* **Do this**
Give every line of the rows below as a JSON list of strings, one string per line, with blank lines omitted. Leave the pictures out of the list.
+ + + +
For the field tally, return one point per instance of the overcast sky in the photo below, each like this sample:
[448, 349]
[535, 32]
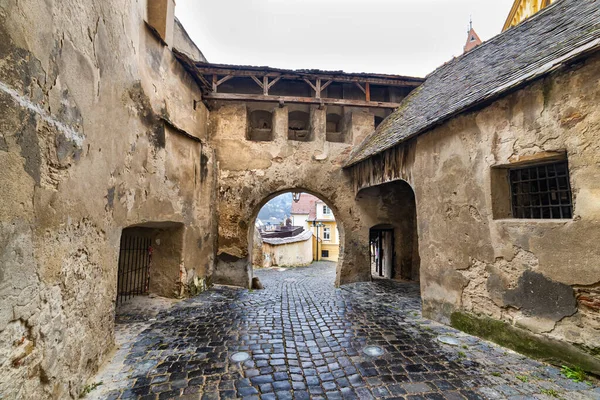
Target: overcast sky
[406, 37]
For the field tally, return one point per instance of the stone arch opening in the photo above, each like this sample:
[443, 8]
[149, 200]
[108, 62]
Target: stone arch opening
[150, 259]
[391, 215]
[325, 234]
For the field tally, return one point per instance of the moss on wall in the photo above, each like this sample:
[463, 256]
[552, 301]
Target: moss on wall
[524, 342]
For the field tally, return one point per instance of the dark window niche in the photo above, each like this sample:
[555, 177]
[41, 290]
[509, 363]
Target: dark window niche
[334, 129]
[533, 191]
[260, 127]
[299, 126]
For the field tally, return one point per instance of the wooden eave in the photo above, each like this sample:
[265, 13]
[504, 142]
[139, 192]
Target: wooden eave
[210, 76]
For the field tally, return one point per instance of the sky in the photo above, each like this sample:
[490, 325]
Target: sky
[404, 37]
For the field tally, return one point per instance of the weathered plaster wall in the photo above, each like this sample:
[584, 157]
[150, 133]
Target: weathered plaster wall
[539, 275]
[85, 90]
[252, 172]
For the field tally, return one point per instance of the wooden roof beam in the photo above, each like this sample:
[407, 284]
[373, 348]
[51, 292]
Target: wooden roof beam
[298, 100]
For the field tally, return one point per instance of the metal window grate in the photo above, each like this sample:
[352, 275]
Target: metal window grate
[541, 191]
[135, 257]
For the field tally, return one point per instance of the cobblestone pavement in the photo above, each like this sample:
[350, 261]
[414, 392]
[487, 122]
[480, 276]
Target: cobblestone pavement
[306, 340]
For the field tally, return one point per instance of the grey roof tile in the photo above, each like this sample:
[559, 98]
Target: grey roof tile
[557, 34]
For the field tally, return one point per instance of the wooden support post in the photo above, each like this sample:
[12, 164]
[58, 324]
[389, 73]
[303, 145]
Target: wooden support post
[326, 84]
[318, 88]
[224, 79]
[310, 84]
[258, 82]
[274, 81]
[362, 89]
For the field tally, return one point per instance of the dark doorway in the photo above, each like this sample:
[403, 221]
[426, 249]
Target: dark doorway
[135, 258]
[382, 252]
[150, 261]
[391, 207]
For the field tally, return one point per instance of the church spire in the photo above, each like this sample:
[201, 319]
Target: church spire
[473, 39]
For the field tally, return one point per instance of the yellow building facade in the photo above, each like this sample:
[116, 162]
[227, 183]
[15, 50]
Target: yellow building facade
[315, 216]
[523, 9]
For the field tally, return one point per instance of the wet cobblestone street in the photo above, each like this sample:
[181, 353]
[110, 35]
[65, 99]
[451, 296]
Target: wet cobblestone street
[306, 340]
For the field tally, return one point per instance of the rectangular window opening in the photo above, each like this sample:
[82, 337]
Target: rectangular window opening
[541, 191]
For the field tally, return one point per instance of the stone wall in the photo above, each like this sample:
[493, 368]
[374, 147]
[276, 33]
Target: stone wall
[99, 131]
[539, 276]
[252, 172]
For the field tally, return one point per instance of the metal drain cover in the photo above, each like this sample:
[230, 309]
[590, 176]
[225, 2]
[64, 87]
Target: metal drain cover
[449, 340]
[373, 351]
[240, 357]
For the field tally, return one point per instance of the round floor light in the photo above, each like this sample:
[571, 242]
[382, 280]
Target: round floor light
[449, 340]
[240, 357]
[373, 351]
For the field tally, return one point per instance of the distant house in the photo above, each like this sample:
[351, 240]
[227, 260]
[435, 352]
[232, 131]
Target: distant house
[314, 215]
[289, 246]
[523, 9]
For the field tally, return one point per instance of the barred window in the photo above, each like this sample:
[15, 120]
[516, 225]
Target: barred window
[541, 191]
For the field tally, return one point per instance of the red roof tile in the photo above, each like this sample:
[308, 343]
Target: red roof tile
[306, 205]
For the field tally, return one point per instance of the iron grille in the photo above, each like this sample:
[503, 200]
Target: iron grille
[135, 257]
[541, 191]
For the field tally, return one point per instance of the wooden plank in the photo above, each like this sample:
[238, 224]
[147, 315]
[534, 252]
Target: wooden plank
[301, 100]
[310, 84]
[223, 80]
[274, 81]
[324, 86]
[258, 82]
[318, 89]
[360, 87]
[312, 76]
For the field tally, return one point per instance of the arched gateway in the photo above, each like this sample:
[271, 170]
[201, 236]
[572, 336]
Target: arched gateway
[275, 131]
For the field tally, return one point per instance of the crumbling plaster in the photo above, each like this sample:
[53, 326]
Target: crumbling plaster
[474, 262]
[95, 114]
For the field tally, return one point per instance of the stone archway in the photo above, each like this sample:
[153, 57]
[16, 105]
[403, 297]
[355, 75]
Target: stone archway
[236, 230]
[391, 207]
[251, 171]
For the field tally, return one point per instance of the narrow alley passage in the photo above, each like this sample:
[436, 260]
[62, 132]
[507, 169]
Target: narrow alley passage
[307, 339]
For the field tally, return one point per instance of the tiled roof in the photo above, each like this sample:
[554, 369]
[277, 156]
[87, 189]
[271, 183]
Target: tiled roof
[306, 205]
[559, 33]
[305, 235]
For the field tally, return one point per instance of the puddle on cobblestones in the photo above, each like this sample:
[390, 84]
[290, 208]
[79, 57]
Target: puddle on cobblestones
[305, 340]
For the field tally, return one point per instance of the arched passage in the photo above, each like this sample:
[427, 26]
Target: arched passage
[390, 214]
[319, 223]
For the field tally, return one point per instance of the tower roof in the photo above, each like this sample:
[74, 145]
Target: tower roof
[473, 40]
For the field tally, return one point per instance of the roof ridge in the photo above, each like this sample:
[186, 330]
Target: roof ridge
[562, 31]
+ + + +
* **Solution to the exercise**
[
  "For the field tally, return one point per instance of the overcast sky in the photo below, each like this sample:",
  "[448, 349]",
  "[535, 32]",
  "Target: overcast sky",
  "[406, 37]",
  "For the field tally, return one point per instance of the stone arch opening in the photo above, each like this sample:",
  "[443, 8]",
  "[149, 200]",
  "[108, 62]",
  "Target: stone arch opening",
  "[150, 259]",
  "[391, 215]",
  "[325, 234]",
  "For the field tally, return one point per instance of the moss on wall in the photo above, each like this sample:",
  "[463, 256]",
  "[552, 301]",
  "Target: moss on wall",
  "[524, 342]",
  "For the field tally, return one point per instance of the dark window niche in the photo above, each like this sample:",
  "[555, 177]",
  "[41, 290]",
  "[509, 363]",
  "Target: dark window niche",
  "[334, 129]",
  "[533, 191]",
  "[260, 127]",
  "[299, 126]",
  "For the field tally, return one point per instance of the wooden eave in the photo above, each like this sample:",
  "[265, 13]",
  "[504, 142]",
  "[139, 192]",
  "Target: wooden eave",
  "[210, 76]",
  "For the field tally, return one point per instance of the sky in the photo above, each like this sample:",
  "[490, 325]",
  "Target: sky",
  "[404, 37]",
  "For the field tally, return one point per instance of the weathered plaster wall in the photo above, each like this sample:",
  "[584, 157]",
  "[150, 133]",
  "Target: weathered plaster wall",
  "[539, 275]",
  "[85, 90]",
  "[252, 172]",
  "For the field tally, return one point per instance of the wooden roof beam in the photo above, each like this sample:",
  "[407, 284]",
  "[373, 348]",
  "[51, 292]",
  "Target: wooden roof beam",
  "[298, 100]",
  "For the field tally, return one point per instance of the metal window grate in the photo above, each like this sample:",
  "[352, 275]",
  "Target: metal window grate",
  "[541, 191]",
  "[135, 257]",
  "For the field tally, return one point per instance of the cobblestone pavement in the photo above, each like this sample:",
  "[350, 261]",
  "[414, 392]",
  "[487, 122]",
  "[480, 276]",
  "Target: cobblestone pavement",
  "[306, 340]",
  "For the field tally, return one point per instance of the grey roof tile in the photo above, each like this sample:",
  "[559, 98]",
  "Target: grey roof tile",
  "[557, 34]",
  "For the field tally, return one point per instance of the wooden support post in the photo above, each like this sample:",
  "[12, 164]",
  "[58, 324]",
  "[389, 73]",
  "[303, 145]",
  "Target: wooden support post",
  "[326, 84]",
  "[318, 88]",
  "[224, 79]",
  "[310, 84]",
  "[258, 82]",
  "[274, 81]",
  "[362, 89]",
  "For the field tally, return one point per instance of the dark doorway in the photo above, each like this sample:",
  "[403, 221]",
  "[426, 249]",
  "Target: dark doorway",
  "[135, 258]",
  "[382, 252]",
  "[150, 261]",
  "[391, 207]",
  "For the field tally, return one point per instance of the church spire in the photo above, each like this sample:",
  "[201, 319]",
  "Target: church spire",
  "[473, 39]",
  "For the field tally, return one point per instance of the yellow building facade in the photo above, each like this sample:",
  "[116, 162]",
  "[227, 183]",
  "[15, 50]",
  "Target: yellow building facade",
  "[315, 216]",
  "[523, 9]",
  "For the field tally, return one point per instance of the wet cobblestone street in the photo above, each like this sample:",
  "[181, 353]",
  "[110, 35]",
  "[65, 99]",
  "[451, 296]",
  "Target: wet cobblestone street",
  "[306, 340]",
  "For the field tally, return one point per instance of the rectangular window opening in the photo above, each like this sample:",
  "[82, 337]",
  "Target: rectangular window opening",
  "[541, 191]",
  "For the field tally, return one point per instance of the stone wall in the photo above, each like this sample:",
  "[493, 368]",
  "[374, 147]",
  "[276, 33]",
  "Target: stone wall",
  "[99, 131]",
  "[539, 276]",
  "[252, 172]",
  "For the field tally, return one point per instance of the metal drain cover in the photo above, each like this sample:",
  "[230, 309]",
  "[590, 176]",
  "[225, 2]",
  "[64, 87]",
  "Target: metal drain cover",
  "[449, 340]",
  "[373, 351]",
  "[240, 357]",
  "For the field tally, return one point per instance of the round floor light in the photo above, each like this sample:",
  "[571, 242]",
  "[382, 280]",
  "Target: round floor light",
  "[449, 340]",
  "[240, 357]",
  "[373, 351]",
  "For the field tally, return one point per instance of the distant house in the photo above, each like this sample:",
  "[351, 240]",
  "[227, 260]",
  "[435, 352]",
  "[232, 131]",
  "Target: distant house",
  "[314, 215]",
  "[289, 246]",
  "[523, 9]",
  "For the field tally, return one point per instance of the barred window in the photo above, each like this sample:",
  "[15, 120]",
  "[516, 225]",
  "Target: barred window",
  "[541, 191]",
  "For the field tally, return one point per instance of the red roof tile in the photo above, each like this sample:",
  "[308, 343]",
  "Target: red roof tile",
  "[306, 205]",
  "For the field tally, return one point per instance of the iron grille in the photo above, each like this sample:",
  "[503, 200]",
  "Target: iron grille",
  "[135, 257]",
  "[541, 191]",
  "For the field tally, return one point per instance of the wooden plank in the photo above, each like this sample:",
  "[238, 224]",
  "[147, 315]",
  "[534, 252]",
  "Target: wooden plank",
  "[301, 100]",
  "[310, 84]",
  "[223, 80]",
  "[274, 81]",
  "[324, 86]",
  "[258, 82]",
  "[318, 89]",
  "[360, 87]",
  "[312, 76]",
  "For the field tally, return one point per instance of the arched gateway in the photo above, each like this sample:",
  "[271, 170]",
  "[201, 236]",
  "[572, 336]",
  "Target: arched gateway",
  "[275, 131]",
  "For the field tally, return one point per instance of the crumbling plaster in the photo above, each like this sample:",
  "[53, 326]",
  "Target: crumbling plaster",
  "[474, 262]",
  "[95, 114]",
  "For the field tally, return one point per instance of the stone archway in the photo above, each like this sample:",
  "[153, 57]",
  "[16, 105]",
  "[403, 297]",
  "[355, 75]",
  "Target: stone archway",
  "[236, 230]",
  "[391, 207]",
  "[251, 171]",
  "For the field tally, return one point per instance of the narrow alley passage in the photo above, each like this sample:",
  "[436, 260]",
  "[62, 132]",
  "[507, 169]",
  "Target: narrow alley passage",
  "[307, 339]",
  "For the field tally, return one point per instance of the tiled roof in the photo above, each like this sample:",
  "[554, 369]",
  "[277, 156]",
  "[87, 189]",
  "[271, 183]",
  "Target: tiled roof",
  "[306, 205]",
  "[559, 33]",
  "[305, 235]",
  "For the field tally, return one point per instance of the puddle on cobblestones in the photo above, each like this sample:",
  "[390, 84]",
  "[290, 208]",
  "[79, 57]",
  "Target: puddle on cobblestones",
  "[305, 340]",
  "For the field tally, return one point per instance of the arched passage in the photo above, each like this sample:",
  "[427, 26]",
  "Target: arched passage",
  "[390, 214]",
  "[319, 223]",
  "For the field tally, return one point per instance of the tower roof in the photo above, each like this sample:",
  "[74, 145]",
  "Target: tower roof",
  "[473, 40]",
  "For the field tally, return one point per instance of the roof ridge in the photo above, each like this sample:",
  "[186, 330]",
  "Target: roof ridge",
  "[562, 31]"
]